- Exercise set
a - In the passage on the government Data Scientist role, which role can sit between the 'Head' and 'Senior' role levels in larger projects?
b - Pick up the passage on the government Data Scientist role after its final sentence and keep writing it.

This section provides detailed descriptions of the role and role levels. This includes the specific capabilities required at each level to have a successful career as a Data Scientist in government, as well as the typical career paths available. The role levels are intended as a framework to be drawn upon and therefore will change depending on the size and complexity of each department.

Role

Role description and key responsibilities

Data Scientist

Data Scientists identify complex business problems whilst leveraging data value. They work as part of a multidisciplinary team with Data Architects, Data Engineers, Analysts and others. They work with policy and operations teams to understand where data science can add value. They support strategic and operational decision making. They source, access, manipulate and engineer data processes with data that typically have characteristics of volume, velocity and/or variety. They build credible statistical models from the data and use best coding practices to generate reproducible work. They may draw on other technical and analytical standards from across government and industry. They adhere to the data science ethics framework. They are open minded and demonstrate strong intellectual curiosity. They have an interdisciplinary focus, using techniques and knowledge from across the scientific spectrum.

In their role, Data Scientists explore and visualise the data, to present the ‘story’ of the data in a meaningful way to a range of technical and non-technical audiences. They use an evolving range of data analysis tools and techniques, including open source - some of which they learn quickly, as and when required. They continuously seek to expand their range of technical skills in addition to their leadership and communications development and propagate data science skills in other teams; understanding the variety of functional roles relating to data science and how they can be most effectively applied to solve business problems. Data Scientists work in an open, transparent and collaborative manner, sharing good practice and seeking to continuously improve the quality of outputs.

Role Levels

This section focuses on the five role levels within the Data Scientist role. In larger projects there can be a ‘Lead’ role that sits between the ‘Head’ and ‘Senior’ role levels.

- The data
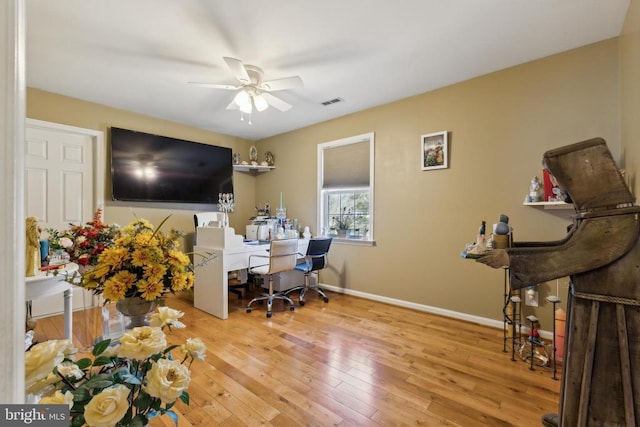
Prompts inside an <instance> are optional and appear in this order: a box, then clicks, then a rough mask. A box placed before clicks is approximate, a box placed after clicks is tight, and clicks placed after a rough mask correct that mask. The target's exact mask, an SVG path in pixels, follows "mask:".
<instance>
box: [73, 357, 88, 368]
mask: <svg viewBox="0 0 640 427" xmlns="http://www.w3.org/2000/svg"><path fill="white" fill-rule="evenodd" d="M75 363H76V365H78V368H80V369H82V370H83V371H84V370H85V369H87V368H88V367H89V366H91V363H92V362H91V359H89V358H88V357H85V358H83V359H80V360H78V361H77V362H75Z"/></svg>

- Answers by item number
a - A 'Lead' role.

b -
Role level

Description of role level and common activities

Head of Data Science

Head of Data Science provides leadership and direction across a programme of multidisciplinary data science projects, managing resources to ensure delivery. They are recognised as a strategic authority with technical expertise in cutting-edge techniques, defining vision across the organisation. They are a role model to other Data Scientists and champion adoption of best practice. They communicate with senior stakeholders and convince them of the strategic value of applying data science.

Senior Data Scientist

Senior Data Scientists are experienced Data Scientists who provide support and guidance to teams. They are a recognised authority on a number of data science specialisms within government, with some knowledge of cutting-edge techniques. They may work on projects of high political exposure, value or complexity. They engage with senior stakeholders and champion the value of data science. They line manage more junior colleagues. They communicate the value of data science to senior stakeholders.

Data Scientist

Data Scientists are proficient in data science. They have recognised technical ability in a number of data science specialisms and provide detailed technical advice on their area of expertise. They draw on other technical and analytical standards from across government and industry. They promote and present data science work both within and outside of the organisation. They engage with stakeholders the value of data science work and propagate data science skills in other teams. They line manage and mentor junior data scientists and manage small project teams.

Junior Data Scientist

Junior Data Scientists are responsible for aspects of existing data science projects, whilst gaining valuable hands-on experience. They are able to apply certain data science techniques and work to develop their technical ability. They adhere to the data science ethics framework. They work as part of a multidisciplinary team with Data Architects, Data Engineers, Analysts and others and provide limited advice on data science projects within teams. They identify and communicate lessons learnt during projects and follow good practice. They clearly communicate the value of data science work to stakeholders.

Trainee Data Scientist

Trainee Data Scientists are given experience of practical data science work under supervision from more senior colleagues. They move from a strong awareness of the core data science skills of coding, machine learning and statistics to a more effective working knowledge. They develop their understanding of how to apply data science to business problems.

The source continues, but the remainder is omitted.